> _What is expected_: Convert every line of the records below into a JSON array of strings, one string per line, with blank lines omitted.
==============================
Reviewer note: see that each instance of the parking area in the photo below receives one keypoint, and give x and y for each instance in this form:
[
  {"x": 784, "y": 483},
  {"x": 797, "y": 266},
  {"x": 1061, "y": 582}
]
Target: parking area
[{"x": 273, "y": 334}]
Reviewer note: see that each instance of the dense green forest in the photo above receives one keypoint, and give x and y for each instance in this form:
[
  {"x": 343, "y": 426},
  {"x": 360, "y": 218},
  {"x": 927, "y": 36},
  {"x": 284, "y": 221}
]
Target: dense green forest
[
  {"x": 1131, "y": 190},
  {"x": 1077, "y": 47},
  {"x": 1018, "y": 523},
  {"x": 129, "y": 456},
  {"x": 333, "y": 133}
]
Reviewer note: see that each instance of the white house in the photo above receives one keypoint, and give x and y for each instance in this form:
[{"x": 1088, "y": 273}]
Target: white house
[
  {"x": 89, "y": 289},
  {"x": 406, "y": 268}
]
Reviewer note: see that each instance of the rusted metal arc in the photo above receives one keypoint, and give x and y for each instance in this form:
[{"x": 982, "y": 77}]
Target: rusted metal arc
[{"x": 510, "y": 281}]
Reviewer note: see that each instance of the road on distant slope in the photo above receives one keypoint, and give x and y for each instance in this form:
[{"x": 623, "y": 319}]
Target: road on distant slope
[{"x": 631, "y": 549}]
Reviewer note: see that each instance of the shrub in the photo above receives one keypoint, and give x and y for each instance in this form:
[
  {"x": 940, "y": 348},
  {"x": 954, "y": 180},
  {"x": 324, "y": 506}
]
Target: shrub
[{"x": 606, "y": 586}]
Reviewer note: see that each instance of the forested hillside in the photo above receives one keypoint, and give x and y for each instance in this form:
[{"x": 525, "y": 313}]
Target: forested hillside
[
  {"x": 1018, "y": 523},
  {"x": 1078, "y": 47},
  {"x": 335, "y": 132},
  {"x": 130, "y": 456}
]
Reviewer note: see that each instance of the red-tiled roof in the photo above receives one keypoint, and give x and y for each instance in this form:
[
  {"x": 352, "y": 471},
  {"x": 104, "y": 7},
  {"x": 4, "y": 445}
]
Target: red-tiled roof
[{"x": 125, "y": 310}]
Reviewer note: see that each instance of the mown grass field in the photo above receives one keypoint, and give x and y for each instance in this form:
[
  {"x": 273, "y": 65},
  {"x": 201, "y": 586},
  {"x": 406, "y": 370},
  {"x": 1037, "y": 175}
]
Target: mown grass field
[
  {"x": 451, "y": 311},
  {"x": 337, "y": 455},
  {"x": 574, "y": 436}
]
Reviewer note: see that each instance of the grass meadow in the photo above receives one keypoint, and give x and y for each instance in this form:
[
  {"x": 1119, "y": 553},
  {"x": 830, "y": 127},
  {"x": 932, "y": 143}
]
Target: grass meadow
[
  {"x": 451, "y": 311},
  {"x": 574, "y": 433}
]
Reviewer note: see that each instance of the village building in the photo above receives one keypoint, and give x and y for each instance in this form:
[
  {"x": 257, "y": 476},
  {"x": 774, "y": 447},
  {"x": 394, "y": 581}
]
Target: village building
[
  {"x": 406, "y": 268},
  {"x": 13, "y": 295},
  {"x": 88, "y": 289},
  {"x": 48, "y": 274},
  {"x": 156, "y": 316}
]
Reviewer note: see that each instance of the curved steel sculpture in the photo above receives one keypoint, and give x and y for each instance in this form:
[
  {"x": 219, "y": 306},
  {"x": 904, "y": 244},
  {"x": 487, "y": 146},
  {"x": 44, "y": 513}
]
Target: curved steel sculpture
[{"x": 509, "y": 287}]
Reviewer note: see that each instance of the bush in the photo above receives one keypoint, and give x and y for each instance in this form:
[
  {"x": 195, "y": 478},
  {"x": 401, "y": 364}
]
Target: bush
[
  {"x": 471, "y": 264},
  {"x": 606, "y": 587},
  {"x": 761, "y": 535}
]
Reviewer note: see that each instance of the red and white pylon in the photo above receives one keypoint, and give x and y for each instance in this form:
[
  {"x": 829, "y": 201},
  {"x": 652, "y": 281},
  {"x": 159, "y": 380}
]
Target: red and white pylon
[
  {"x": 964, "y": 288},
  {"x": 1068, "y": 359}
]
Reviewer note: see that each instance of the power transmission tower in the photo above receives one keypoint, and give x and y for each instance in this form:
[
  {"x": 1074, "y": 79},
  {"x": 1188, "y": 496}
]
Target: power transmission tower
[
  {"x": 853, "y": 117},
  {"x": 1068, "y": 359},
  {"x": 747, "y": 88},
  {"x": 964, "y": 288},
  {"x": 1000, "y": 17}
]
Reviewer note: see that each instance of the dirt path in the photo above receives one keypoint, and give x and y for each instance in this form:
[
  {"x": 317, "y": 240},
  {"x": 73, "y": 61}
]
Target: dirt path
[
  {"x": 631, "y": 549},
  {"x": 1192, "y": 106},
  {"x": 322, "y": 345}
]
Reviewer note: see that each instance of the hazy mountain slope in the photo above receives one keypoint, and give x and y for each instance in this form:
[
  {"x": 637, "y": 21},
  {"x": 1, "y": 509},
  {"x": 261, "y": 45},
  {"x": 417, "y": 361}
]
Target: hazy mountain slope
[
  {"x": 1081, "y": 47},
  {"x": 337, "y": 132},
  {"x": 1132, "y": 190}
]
==============================
> _Task answer_:
[
  "Reviewer note: see that each instance of the parking area in the photo below receives one keypoint, and give x and y for each instance in this form:",
  "[",
  "  {\"x\": 784, \"y\": 483},",
  "  {\"x\": 797, \"y\": 266},",
  "  {\"x\": 1061, \"y\": 582}",
  "]",
  "Target: parking area",
  "[{\"x\": 273, \"y\": 334}]",
  "Reviewer note: see that each instance of the dense green forest in the photo above receives one keypoint, and give x and y for each instance in this form:",
  "[",
  "  {\"x\": 343, \"y\": 426},",
  "  {\"x\": 360, \"y\": 218},",
  "  {\"x\": 927, \"y\": 36},",
  "  {\"x\": 284, \"y\": 221}",
  "]",
  "Target: dense green forest",
  "[",
  "  {\"x\": 1131, \"y\": 190},",
  "  {\"x\": 1077, \"y\": 47},",
  "  {\"x\": 1018, \"y\": 523},",
  "  {\"x\": 129, \"y\": 456},",
  "  {\"x\": 333, \"y\": 133}",
  "]",
  "Reviewer note: see that each instance of the white house in the photo above receives one keypoint, and give x and y for each instance in this form:",
  "[{\"x\": 1088, \"y\": 273}]",
  "Target: white house",
  "[",
  "  {\"x\": 89, \"y\": 289},",
  "  {\"x\": 406, \"y\": 268}",
  "]",
  "Reviewer note: see that each instance of the rusted metal arc in the photo above receives one keypoint, and give x and y for each instance in this form:",
  "[{\"x\": 982, \"y\": 77}]",
  "Target: rusted metal arc",
  "[{\"x\": 510, \"y\": 281}]",
  "Reviewer note: see that each instance of the road on distant slope in the photo above receives one keypoint, and give x and y for each instance in this form:",
  "[{\"x\": 623, \"y\": 319}]",
  "Target: road on distant slope",
  "[{\"x\": 631, \"y\": 549}]",
  "Reviewer note: see that each instance of the shrub in the photo above receives one keypoint, and give x and y for each instance in this form:",
  "[",
  "  {\"x\": 940, \"y\": 348},",
  "  {\"x\": 954, \"y\": 180},",
  "  {\"x\": 324, \"y\": 506}",
  "]",
  "Target: shrub",
  "[{\"x\": 606, \"y\": 586}]",
  "Reviewer note: see that each instance of the forested hillside in the photo above receives one keypoint, and give x and y for each instance in this form:",
  "[{\"x\": 525, \"y\": 313}]",
  "Target: forested hillside",
  "[",
  "  {\"x\": 1018, \"y\": 523},",
  "  {\"x\": 1078, \"y\": 47},",
  "  {\"x\": 335, \"y\": 132},",
  "  {\"x\": 130, \"y\": 456}",
  "]",
  "Reviewer note: see that each instance of the red-tiled roof in the photo above receives one keypoint, and give x and y for each instance in this form:",
  "[",
  "  {\"x\": 352, \"y\": 471},",
  "  {\"x\": 104, \"y\": 7},",
  "  {\"x\": 4, \"y\": 445}",
  "]",
  "Target: red-tiled roof",
  "[{\"x\": 125, \"y\": 310}]",
  "Reviewer note: see that each instance of the mown grass field in the photo above receives one keypoint, and give x and y for each instance in this form:",
  "[",
  "  {\"x\": 273, \"y\": 65},",
  "  {\"x\": 201, \"y\": 586},",
  "  {\"x\": 406, \"y\": 370},",
  "  {\"x\": 1037, \"y\": 175}",
  "]",
  "Target: mown grass field",
  "[",
  "  {\"x\": 451, \"y\": 311},",
  "  {\"x\": 337, \"y\": 455},",
  "  {\"x\": 574, \"y\": 436}",
  "]",
  "Reviewer note: see that each instance of the grass meadow in the photo above receives one keypoint, and give x and y for each instance in this form:",
  "[",
  "  {\"x\": 1119, \"y\": 553},",
  "  {\"x\": 830, \"y\": 127},",
  "  {\"x\": 932, \"y\": 143}",
  "]",
  "Target: grass meadow",
  "[",
  "  {\"x\": 451, \"y\": 311},",
  "  {\"x\": 574, \"y\": 433}",
  "]",
  "Reviewer note: see that each instance of the village building in the photo above receives one keypoint, and give x and y for each instance in this form:",
  "[",
  "  {\"x\": 257, \"y\": 476},",
  "  {\"x\": 774, \"y\": 447},",
  "  {\"x\": 394, \"y\": 581}",
  "]",
  "Target: village building",
  "[",
  "  {\"x\": 406, \"y\": 268},",
  "  {\"x\": 13, \"y\": 295},",
  "  {\"x\": 88, \"y\": 289},",
  "  {\"x\": 48, \"y\": 274},",
  "  {\"x\": 156, \"y\": 316}",
  "]",
  "Reviewer note: see that each instance of the curved steel sculpture in the photo above receives one keypoint, and give x and y for each instance in this form:",
  "[",
  "  {\"x\": 219, \"y\": 306},",
  "  {\"x\": 904, \"y\": 244},",
  "  {\"x\": 487, \"y\": 146},",
  "  {\"x\": 44, \"y\": 513}",
  "]",
  "Target: curved steel sculpture",
  "[{\"x\": 509, \"y\": 287}]",
  "Reviewer note: see that each instance of the bush in the photo above receives one keypoint, and give x and y for each instance in this form:",
  "[",
  "  {\"x\": 195, \"y\": 478},",
  "  {\"x\": 401, \"y\": 364}",
  "]",
  "Target: bush",
  "[",
  "  {\"x\": 471, \"y\": 264},",
  "  {\"x\": 606, \"y\": 587},",
  "  {\"x\": 761, \"y\": 535}",
  "]",
  "Reviewer note: see that each instance of the red and white pylon in the photo above receives one keypoint, and give x and y for each instance in this form:",
  "[",
  "  {\"x\": 829, \"y\": 201},",
  "  {\"x\": 652, \"y\": 281},",
  "  {\"x\": 159, \"y\": 380}",
  "]",
  "Target: red and white pylon",
  "[",
  "  {\"x\": 964, \"y\": 288},",
  "  {\"x\": 1068, \"y\": 359}",
  "]",
  "Reviewer note: see that each instance of the power transmission tower in the photo above receives one keypoint, and give x and y for each instance in this form:",
  "[",
  "  {\"x\": 1074, \"y\": 79},",
  "  {\"x\": 1188, \"y\": 496}",
  "]",
  "Target: power transmission tower",
  "[",
  "  {\"x\": 853, \"y\": 117},",
  "  {\"x\": 1068, \"y\": 359},",
  "  {\"x\": 747, \"y\": 88},",
  "  {\"x\": 964, \"y\": 288},",
  "  {\"x\": 1000, \"y\": 17}",
  "]",
  "Reviewer note: see that each instance of the dirt path in the photo above receives one keypoint, and give x and y for each instance in this form:",
  "[",
  "  {\"x\": 317, \"y\": 240},",
  "  {\"x\": 73, \"y\": 61}",
  "]",
  "Target: dirt path",
  "[",
  "  {\"x\": 631, \"y\": 549},",
  "  {\"x\": 1192, \"y\": 106},",
  "  {\"x\": 322, \"y\": 345}",
  "]",
  "Reviewer note: see that each instance of the hazy mountain slope in the photo above receives one keypoint, and give x and y for each instance in this form:",
  "[",
  "  {\"x\": 637, \"y\": 21},",
  "  {\"x\": 1, \"y\": 509},",
  "  {\"x\": 261, \"y\": 45},",
  "  {\"x\": 417, \"y\": 361}",
  "]",
  "Target: hazy mountain slope",
  "[",
  "  {\"x\": 1081, \"y\": 47},",
  "  {\"x\": 337, \"y\": 132},",
  "  {\"x\": 1132, \"y\": 190}",
  "]"
]